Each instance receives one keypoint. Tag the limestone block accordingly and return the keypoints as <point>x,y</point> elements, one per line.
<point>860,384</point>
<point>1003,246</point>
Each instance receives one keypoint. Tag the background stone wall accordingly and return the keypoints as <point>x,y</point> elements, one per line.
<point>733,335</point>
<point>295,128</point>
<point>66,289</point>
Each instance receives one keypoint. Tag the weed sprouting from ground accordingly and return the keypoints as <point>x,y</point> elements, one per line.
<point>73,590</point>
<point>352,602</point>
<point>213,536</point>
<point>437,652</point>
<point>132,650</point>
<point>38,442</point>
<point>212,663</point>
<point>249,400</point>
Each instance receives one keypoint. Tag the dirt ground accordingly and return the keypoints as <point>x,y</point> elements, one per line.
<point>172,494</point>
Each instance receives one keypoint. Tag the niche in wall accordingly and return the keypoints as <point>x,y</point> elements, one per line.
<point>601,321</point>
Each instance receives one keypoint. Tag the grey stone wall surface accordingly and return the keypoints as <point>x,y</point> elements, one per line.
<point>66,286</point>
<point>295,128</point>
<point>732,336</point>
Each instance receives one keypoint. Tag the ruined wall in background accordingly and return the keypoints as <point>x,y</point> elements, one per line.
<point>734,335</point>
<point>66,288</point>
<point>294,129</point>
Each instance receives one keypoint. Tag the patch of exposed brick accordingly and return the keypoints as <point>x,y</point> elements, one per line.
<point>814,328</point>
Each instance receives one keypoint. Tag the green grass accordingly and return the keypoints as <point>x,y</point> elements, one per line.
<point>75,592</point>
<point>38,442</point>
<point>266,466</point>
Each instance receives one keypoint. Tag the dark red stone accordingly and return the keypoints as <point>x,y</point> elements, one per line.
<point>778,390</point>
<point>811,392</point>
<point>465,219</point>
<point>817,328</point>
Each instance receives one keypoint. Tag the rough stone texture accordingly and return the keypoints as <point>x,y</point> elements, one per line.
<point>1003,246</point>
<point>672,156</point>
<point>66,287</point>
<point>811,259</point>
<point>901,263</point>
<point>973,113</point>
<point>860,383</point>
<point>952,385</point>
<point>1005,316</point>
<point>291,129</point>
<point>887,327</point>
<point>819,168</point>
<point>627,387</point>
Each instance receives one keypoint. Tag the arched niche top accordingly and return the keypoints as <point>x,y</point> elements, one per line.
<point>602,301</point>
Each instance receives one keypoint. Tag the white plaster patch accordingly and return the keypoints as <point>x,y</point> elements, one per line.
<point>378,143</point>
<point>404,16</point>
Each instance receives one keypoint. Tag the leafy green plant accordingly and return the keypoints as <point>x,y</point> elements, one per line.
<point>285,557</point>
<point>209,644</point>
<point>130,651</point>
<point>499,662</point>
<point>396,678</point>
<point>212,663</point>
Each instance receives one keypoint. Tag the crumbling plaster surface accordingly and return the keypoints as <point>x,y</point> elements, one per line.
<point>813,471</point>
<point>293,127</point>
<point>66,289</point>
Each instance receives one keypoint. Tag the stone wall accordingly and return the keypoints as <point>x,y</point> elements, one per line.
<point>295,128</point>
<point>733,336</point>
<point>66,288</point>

::::::::::

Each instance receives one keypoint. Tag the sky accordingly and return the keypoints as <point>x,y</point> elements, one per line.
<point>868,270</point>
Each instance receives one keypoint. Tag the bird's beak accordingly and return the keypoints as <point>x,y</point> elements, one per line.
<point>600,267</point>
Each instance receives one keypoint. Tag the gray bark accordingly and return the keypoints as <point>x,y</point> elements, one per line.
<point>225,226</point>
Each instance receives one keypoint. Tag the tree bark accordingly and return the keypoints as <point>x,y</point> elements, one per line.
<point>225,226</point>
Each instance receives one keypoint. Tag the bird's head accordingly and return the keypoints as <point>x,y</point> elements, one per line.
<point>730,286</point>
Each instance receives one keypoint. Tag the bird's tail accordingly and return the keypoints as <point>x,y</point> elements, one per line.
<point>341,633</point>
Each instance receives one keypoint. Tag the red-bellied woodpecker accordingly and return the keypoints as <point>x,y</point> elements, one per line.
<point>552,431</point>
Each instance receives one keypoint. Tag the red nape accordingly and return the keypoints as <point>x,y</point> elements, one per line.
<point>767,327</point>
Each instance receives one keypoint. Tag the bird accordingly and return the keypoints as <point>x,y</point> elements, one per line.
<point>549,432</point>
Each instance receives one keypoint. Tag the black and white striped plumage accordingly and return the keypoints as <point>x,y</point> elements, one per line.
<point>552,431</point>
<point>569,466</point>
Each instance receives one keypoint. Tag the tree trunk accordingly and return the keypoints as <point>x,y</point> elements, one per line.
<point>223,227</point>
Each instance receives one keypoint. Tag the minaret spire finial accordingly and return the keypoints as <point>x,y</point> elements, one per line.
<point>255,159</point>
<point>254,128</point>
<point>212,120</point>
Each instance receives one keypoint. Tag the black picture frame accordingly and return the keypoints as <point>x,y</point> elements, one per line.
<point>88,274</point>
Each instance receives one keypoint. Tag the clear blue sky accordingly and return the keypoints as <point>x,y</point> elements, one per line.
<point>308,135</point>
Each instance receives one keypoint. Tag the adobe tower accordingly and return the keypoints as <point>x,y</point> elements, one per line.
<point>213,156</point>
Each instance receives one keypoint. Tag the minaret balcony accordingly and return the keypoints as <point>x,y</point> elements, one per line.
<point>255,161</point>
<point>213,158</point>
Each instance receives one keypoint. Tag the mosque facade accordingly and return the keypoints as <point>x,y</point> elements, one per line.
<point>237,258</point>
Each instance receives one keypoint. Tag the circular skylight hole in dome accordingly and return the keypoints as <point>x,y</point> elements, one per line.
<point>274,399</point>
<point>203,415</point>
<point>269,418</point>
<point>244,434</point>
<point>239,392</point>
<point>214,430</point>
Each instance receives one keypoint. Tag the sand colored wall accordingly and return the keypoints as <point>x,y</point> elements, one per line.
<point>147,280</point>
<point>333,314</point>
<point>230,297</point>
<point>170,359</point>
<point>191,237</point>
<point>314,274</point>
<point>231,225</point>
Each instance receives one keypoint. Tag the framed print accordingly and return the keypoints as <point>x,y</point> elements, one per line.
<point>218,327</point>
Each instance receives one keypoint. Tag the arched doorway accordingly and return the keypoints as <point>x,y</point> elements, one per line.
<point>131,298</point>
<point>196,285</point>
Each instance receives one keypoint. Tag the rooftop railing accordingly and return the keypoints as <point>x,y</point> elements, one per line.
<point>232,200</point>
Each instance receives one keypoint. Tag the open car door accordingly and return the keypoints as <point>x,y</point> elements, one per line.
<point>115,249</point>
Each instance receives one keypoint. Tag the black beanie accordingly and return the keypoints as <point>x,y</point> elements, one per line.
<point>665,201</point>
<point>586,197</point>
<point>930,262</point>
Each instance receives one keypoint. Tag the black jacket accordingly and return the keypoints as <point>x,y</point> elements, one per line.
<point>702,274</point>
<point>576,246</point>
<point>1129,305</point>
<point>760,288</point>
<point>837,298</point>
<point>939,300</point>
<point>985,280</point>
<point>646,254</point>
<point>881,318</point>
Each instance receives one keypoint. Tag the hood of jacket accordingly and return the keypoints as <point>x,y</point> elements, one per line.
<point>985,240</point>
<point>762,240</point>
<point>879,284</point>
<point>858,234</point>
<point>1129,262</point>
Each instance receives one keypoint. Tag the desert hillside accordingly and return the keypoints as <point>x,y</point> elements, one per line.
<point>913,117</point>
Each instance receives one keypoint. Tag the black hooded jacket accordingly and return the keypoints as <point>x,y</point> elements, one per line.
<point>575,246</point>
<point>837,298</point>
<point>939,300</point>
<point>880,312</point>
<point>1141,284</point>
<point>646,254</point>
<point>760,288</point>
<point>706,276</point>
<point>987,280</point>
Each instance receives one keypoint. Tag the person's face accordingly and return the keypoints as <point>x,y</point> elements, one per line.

::::::::::

> [THE TASK]:
Return the records above from the line with "Each instance receives one keypoint. Tag the dirt" to the line with "<point>732,336</point>", copying each line unchanged.

> [COMPLETED TASK]:
Each instance receives one keypoint. Tag the dirt ground accordingly and return the keypoints as <point>x,y</point> elements, one per line.
<point>172,494</point>
Each instance receives one keypoint. Tag the niche in wall accordingly and return the keypoints as <point>x,y</point> elements, one per line.
<point>601,321</point>
Each instance receives one keypoint. Tag the grey stone wall surface accordingly and return the keypoints as <point>x,y</point> elements, one per line.
<point>66,286</point>
<point>295,128</point>
<point>732,336</point>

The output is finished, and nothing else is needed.